Input data Start Marker

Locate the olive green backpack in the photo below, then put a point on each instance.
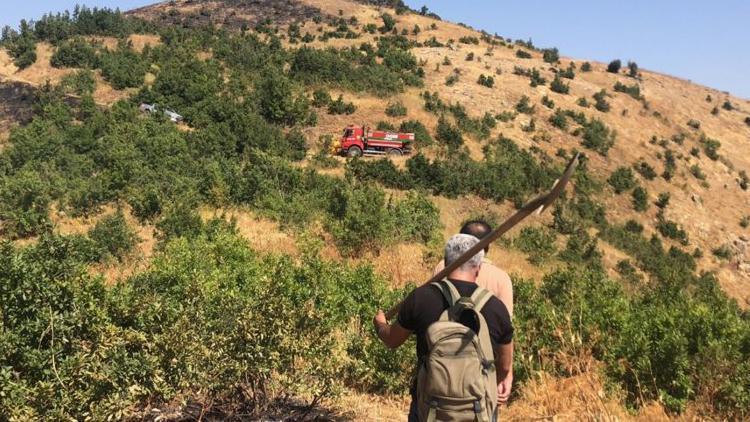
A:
(456, 379)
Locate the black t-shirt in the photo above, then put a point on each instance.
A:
(424, 305)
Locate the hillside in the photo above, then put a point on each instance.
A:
(636, 284)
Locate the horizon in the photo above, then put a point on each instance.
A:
(706, 55)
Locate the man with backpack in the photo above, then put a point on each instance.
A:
(464, 342)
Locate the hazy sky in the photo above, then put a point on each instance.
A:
(707, 42)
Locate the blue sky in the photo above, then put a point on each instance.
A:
(706, 42)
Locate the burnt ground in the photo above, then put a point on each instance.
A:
(234, 14)
(16, 104)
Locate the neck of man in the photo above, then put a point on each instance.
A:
(462, 275)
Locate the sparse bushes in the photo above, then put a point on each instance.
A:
(600, 101)
(113, 236)
(487, 81)
(448, 134)
(640, 199)
(340, 107)
(710, 147)
(550, 55)
(598, 137)
(123, 68)
(421, 134)
(537, 243)
(633, 69)
(614, 66)
(536, 78)
(74, 53)
(523, 54)
(622, 180)
(559, 119)
(632, 90)
(559, 86)
(645, 170)
(321, 98)
(279, 100)
(395, 109)
(524, 105)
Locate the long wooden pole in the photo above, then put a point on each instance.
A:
(540, 203)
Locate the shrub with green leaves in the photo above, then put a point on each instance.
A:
(524, 105)
(537, 243)
(559, 86)
(622, 179)
(113, 236)
(76, 52)
(487, 81)
(598, 137)
(550, 55)
(600, 101)
(640, 199)
(340, 107)
(395, 109)
(614, 66)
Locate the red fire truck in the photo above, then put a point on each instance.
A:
(359, 140)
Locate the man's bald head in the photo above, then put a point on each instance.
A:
(478, 229)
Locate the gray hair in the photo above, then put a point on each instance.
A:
(457, 246)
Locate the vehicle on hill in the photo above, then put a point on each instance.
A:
(153, 108)
(360, 140)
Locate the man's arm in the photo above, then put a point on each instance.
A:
(504, 370)
(392, 335)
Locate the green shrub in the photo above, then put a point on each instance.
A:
(550, 55)
(421, 134)
(524, 105)
(522, 54)
(710, 147)
(123, 68)
(598, 137)
(395, 109)
(632, 90)
(321, 98)
(622, 180)
(487, 81)
(633, 69)
(723, 252)
(81, 82)
(537, 243)
(547, 102)
(113, 236)
(280, 102)
(448, 134)
(559, 119)
(559, 86)
(536, 78)
(644, 169)
(671, 230)
(663, 200)
(614, 66)
(76, 52)
(341, 107)
(600, 101)
(640, 199)
(388, 23)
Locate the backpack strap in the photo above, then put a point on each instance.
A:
(480, 297)
(448, 290)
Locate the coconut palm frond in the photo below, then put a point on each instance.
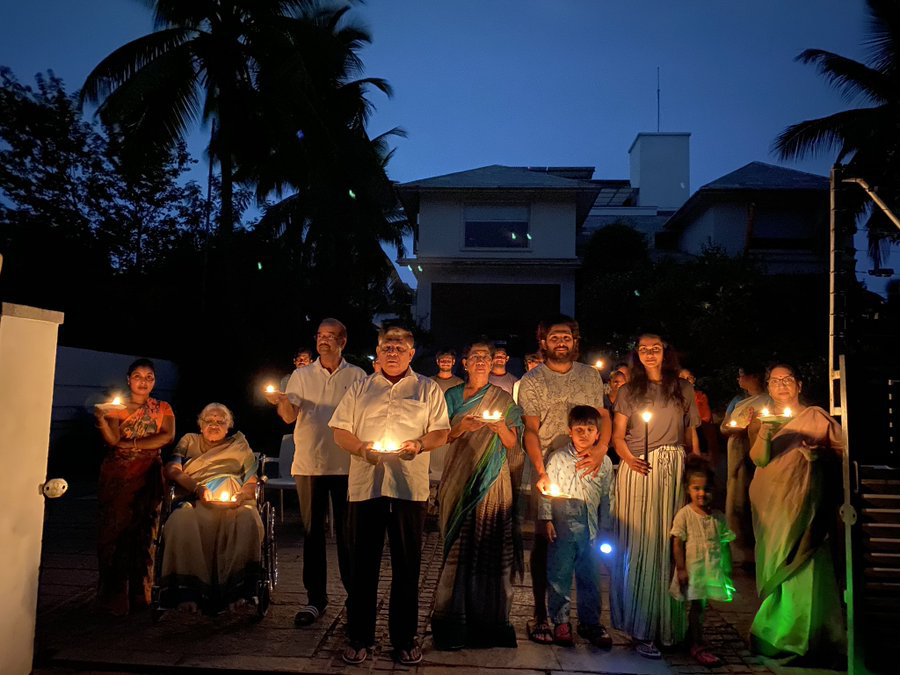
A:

Input data End Marker

--- Exercise directions ---
Print exactly the lines from the line with "Locate the gray" through the end of the data, both ends included, and print no pictures.

--- Answer for this exercise ---
Locate the gray hair in the photo above, then put a point on each instance.
A:
(457, 246)
Locate the vehicle on hill in the photo above, then put a point on each instance.
A:
(153, 108)
(360, 140)
Locate the man's arm in the photo above, then put a point on each instance.
A:
(504, 370)
(392, 335)
Locate the green shrub in the photo above, then put a point on each instance.
A:
(550, 55)
(421, 134)
(524, 105)
(522, 54)
(710, 147)
(123, 68)
(598, 137)
(395, 109)
(632, 90)
(321, 98)
(622, 180)
(487, 81)
(633, 69)
(723, 252)
(81, 82)
(537, 243)
(547, 102)
(113, 236)
(280, 102)
(448, 134)
(559, 119)
(559, 86)
(536, 78)
(644, 169)
(671, 230)
(663, 200)
(614, 66)
(76, 52)
(341, 107)
(600, 101)
(640, 199)
(388, 23)
Locate the backpack strap in the photo above, then put a point on each instance.
A:
(480, 297)
(448, 290)
Locate the coconut palm frond in the photo below, then put a point on each instance.
A:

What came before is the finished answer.